(Labeled contour entries)

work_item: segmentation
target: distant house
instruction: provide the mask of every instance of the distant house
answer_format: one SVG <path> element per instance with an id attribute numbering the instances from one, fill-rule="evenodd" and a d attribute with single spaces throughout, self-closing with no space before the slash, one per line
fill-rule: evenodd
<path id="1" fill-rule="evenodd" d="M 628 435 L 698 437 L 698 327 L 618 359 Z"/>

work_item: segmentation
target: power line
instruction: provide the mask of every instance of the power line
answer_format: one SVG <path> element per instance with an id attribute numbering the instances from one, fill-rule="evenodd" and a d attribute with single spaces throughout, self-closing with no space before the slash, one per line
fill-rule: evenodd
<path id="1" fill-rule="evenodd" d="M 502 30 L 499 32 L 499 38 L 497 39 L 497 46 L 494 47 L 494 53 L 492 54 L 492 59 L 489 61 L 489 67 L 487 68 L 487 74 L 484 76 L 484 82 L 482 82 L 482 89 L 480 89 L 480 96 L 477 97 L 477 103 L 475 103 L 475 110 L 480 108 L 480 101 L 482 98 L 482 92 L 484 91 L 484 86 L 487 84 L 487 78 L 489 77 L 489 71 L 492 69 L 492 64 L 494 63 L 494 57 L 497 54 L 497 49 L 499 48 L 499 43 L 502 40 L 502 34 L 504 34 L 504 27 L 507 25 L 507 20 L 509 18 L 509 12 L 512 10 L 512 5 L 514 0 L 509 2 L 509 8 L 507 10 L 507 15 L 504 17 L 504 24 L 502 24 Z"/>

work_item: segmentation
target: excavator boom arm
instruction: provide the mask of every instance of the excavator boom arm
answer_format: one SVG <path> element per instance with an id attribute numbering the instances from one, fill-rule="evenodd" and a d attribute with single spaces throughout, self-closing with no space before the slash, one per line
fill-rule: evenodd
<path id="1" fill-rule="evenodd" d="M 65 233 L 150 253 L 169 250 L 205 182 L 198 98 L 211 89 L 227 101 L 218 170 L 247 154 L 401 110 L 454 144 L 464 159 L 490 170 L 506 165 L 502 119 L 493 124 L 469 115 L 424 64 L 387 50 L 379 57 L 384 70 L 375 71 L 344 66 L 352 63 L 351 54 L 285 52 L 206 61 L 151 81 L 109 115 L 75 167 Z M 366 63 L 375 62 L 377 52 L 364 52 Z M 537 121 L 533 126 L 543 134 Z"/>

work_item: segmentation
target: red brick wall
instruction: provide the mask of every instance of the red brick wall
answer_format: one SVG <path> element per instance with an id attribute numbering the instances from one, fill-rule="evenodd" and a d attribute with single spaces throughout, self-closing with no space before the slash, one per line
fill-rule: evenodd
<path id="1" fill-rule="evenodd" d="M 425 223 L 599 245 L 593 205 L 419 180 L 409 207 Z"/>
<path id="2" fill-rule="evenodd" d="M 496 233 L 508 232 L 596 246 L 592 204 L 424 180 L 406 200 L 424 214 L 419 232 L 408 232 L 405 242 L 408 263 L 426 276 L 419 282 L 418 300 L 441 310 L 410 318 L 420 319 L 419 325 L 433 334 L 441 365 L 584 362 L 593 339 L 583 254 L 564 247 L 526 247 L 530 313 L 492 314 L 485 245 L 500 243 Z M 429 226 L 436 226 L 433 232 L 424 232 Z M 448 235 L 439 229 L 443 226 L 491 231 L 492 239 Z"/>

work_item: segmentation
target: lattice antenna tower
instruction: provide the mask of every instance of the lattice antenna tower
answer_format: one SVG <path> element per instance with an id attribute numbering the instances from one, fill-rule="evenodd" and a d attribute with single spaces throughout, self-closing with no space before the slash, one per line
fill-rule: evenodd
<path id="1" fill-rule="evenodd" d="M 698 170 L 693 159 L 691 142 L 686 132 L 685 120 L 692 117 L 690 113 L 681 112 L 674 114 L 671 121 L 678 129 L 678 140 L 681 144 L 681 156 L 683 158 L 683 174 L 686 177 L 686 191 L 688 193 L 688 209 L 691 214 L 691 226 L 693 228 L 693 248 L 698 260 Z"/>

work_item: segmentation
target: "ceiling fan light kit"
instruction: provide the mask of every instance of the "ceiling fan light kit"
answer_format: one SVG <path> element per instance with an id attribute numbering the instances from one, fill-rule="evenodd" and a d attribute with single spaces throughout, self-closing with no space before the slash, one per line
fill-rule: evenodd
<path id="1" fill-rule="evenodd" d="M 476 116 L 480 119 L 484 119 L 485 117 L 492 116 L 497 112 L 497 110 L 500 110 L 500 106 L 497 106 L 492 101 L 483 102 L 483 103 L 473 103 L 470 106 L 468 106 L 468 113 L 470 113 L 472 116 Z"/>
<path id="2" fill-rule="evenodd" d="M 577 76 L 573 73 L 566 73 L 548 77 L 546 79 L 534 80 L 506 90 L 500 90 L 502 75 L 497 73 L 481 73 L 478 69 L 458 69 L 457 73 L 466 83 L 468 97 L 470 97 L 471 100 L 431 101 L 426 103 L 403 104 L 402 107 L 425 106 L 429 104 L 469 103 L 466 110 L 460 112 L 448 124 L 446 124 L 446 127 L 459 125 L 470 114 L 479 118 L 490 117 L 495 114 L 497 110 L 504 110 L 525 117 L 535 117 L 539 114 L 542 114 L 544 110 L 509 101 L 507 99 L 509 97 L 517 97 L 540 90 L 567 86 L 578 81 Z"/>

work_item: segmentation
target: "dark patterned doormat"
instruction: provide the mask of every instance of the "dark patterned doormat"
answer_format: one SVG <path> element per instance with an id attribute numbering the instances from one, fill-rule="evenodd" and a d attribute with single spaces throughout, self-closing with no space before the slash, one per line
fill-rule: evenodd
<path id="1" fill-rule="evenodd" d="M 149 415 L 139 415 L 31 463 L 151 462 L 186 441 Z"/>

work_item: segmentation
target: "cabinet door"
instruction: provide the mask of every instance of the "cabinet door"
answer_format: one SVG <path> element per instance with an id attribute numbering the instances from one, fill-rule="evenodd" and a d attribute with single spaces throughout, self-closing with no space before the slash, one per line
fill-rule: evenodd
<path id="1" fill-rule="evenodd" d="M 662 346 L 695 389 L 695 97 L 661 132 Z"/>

* [SET PROBLEM]: Your task is to transcribe the listing above in full, exactly as given.

* [WORKED ANSWER]:
work_item: segmentation
target: distant house
instruction: provide the mask of every instance of the distant house
answer_format: one SVG <path> element per instance with an id attribute numbering the instances from one, fill-rule="evenodd" and a d attribute with single spaces throughout, self-closing with no space before the slash, one per line
fill-rule: evenodd
<path id="1" fill-rule="evenodd" d="M 628 435 L 698 437 L 698 327 L 618 359 Z"/>

work_item: segmentation
target: power line
instruction: provide the mask of every instance of the power line
answer_format: one SVG <path> element per instance with an id attribute numbering the instances from one, fill-rule="evenodd" and a d attribute with single spaces throughout, self-closing with no space before the slash, one per line
fill-rule: evenodd
<path id="1" fill-rule="evenodd" d="M 502 30 L 499 32 L 499 38 L 497 39 L 497 46 L 494 47 L 494 53 L 492 54 L 492 59 L 489 61 L 489 67 L 487 68 L 487 74 L 484 76 L 484 82 L 482 82 L 482 89 L 480 89 L 480 96 L 477 97 L 477 103 L 475 103 L 475 110 L 480 108 L 480 101 L 482 98 L 482 92 L 484 91 L 484 86 L 487 84 L 487 78 L 489 77 L 489 71 L 492 69 L 492 64 L 494 63 L 494 57 L 497 54 L 497 49 L 499 48 L 499 43 L 502 40 L 502 34 L 504 34 L 504 27 L 507 25 L 507 20 L 509 18 L 509 12 L 512 10 L 512 5 L 514 0 L 509 2 L 509 8 L 507 10 L 507 15 L 504 17 L 504 24 L 502 24 Z"/>

work_item: segmentation
target: excavator boom arm
instruction: provide the mask of every instance of the excavator boom arm
answer_format: one SVG <path> element per instance with an id attribute numbering the instances from one, fill-rule="evenodd" and a d attribute with single spaces throughout, self-closing with no space before the slash, one per line
fill-rule: evenodd
<path id="1" fill-rule="evenodd" d="M 65 233 L 150 253 L 169 250 L 205 182 L 198 98 L 211 89 L 227 101 L 218 170 L 247 154 L 401 110 L 454 144 L 464 159 L 490 170 L 506 165 L 502 119 L 493 124 L 469 115 L 424 64 L 387 50 L 379 57 L 384 70 L 375 71 L 344 66 L 352 63 L 351 54 L 285 52 L 206 61 L 151 81 L 109 115 L 75 167 Z M 366 63 L 375 62 L 377 52 L 364 52 Z M 537 121 L 533 126 L 543 134 Z"/>

work_item: segmentation
target: red brick wall
instruction: provide the mask of every instance of the red brick wall
answer_format: one SVG <path> element per instance with an id attribute numbering the instances from one, fill-rule="evenodd" and a d attribute with single spaces throughout, self-closing with no space before the slash, one per line
fill-rule: evenodd
<path id="1" fill-rule="evenodd" d="M 425 223 L 599 245 L 593 205 L 419 180 L 409 207 Z"/>
<path id="2" fill-rule="evenodd" d="M 496 233 L 508 232 L 596 246 L 592 204 L 424 180 L 406 200 L 424 214 L 419 232 L 408 232 L 405 242 L 408 263 L 426 276 L 419 282 L 418 300 L 441 310 L 410 318 L 420 319 L 419 325 L 433 334 L 441 365 L 584 362 L 593 339 L 583 254 L 564 247 L 526 247 L 530 313 L 492 314 L 485 245 L 500 243 Z M 429 226 L 436 226 L 433 232 L 424 232 Z M 448 235 L 439 229 L 443 226 L 491 231 L 492 239 Z"/>

work_item: segmentation
target: lattice antenna tower
instruction: provide the mask of every instance of the lattice antenna tower
answer_format: one SVG <path> element per instance with an id attribute numbering the instances from one, fill-rule="evenodd" and a d attribute with single spaces throughout, self-closing with no space before the slash, one per line
fill-rule: evenodd
<path id="1" fill-rule="evenodd" d="M 698 170 L 693 159 L 691 142 L 686 132 L 685 120 L 692 117 L 690 113 L 681 112 L 674 114 L 671 121 L 678 129 L 678 140 L 681 144 L 681 156 L 683 158 L 683 174 L 686 177 L 686 191 L 688 193 L 688 209 L 691 214 L 691 226 L 693 228 L 693 248 L 698 260 Z"/>

work_item: segmentation
target: "ceiling fan light kit"
instruction: provide the mask of every instance of the "ceiling fan light kit"
answer_format: one SVG <path> element per instance with an id attribute numbering the instances from one, fill-rule="evenodd" and a d attribute with single spaces throughout, self-closing with no space before the slash, one per line
fill-rule: evenodd
<path id="1" fill-rule="evenodd" d="M 476 116 L 480 119 L 484 119 L 485 117 L 492 116 L 497 112 L 497 110 L 500 110 L 500 106 L 497 106 L 492 101 L 483 102 L 483 103 L 473 103 L 470 106 L 468 106 L 468 113 L 470 113 L 472 116 Z"/>
<path id="2" fill-rule="evenodd" d="M 577 76 L 573 73 L 566 73 L 548 77 L 546 79 L 534 80 L 506 90 L 500 90 L 502 75 L 497 73 L 481 73 L 478 69 L 458 69 L 457 73 L 466 83 L 468 97 L 470 97 L 471 100 L 431 101 L 426 103 L 403 104 L 402 107 L 425 106 L 429 104 L 469 103 L 466 110 L 460 112 L 448 124 L 446 124 L 446 127 L 459 125 L 470 114 L 479 118 L 490 117 L 495 114 L 497 110 L 504 110 L 525 117 L 535 117 L 539 114 L 542 114 L 544 110 L 509 101 L 507 99 L 509 97 L 517 97 L 540 90 L 567 86 L 578 81 Z"/>

work_item: segmentation
target: "dark patterned doormat"
instruction: provide the mask of every instance of the "dark patterned doormat"
answer_format: one SVG <path> element per instance with an id attribute numbering the instances from one, fill-rule="evenodd" and a d attribute with single spaces throughout, self-closing with no space before the slash, one per line
fill-rule: evenodd
<path id="1" fill-rule="evenodd" d="M 149 415 L 139 415 L 31 463 L 151 462 L 186 441 Z"/>

work_item: segmentation
target: "cabinet door"
instruction: provide the mask of every instance of the "cabinet door"
answer_format: one SVG <path> element per instance with an id attribute numbering the instances from one, fill-rule="evenodd" and a d attribute with single spaces throughout, self-closing with no space before the slash, one per line
fill-rule: evenodd
<path id="1" fill-rule="evenodd" d="M 662 346 L 695 389 L 695 97 L 661 132 Z"/>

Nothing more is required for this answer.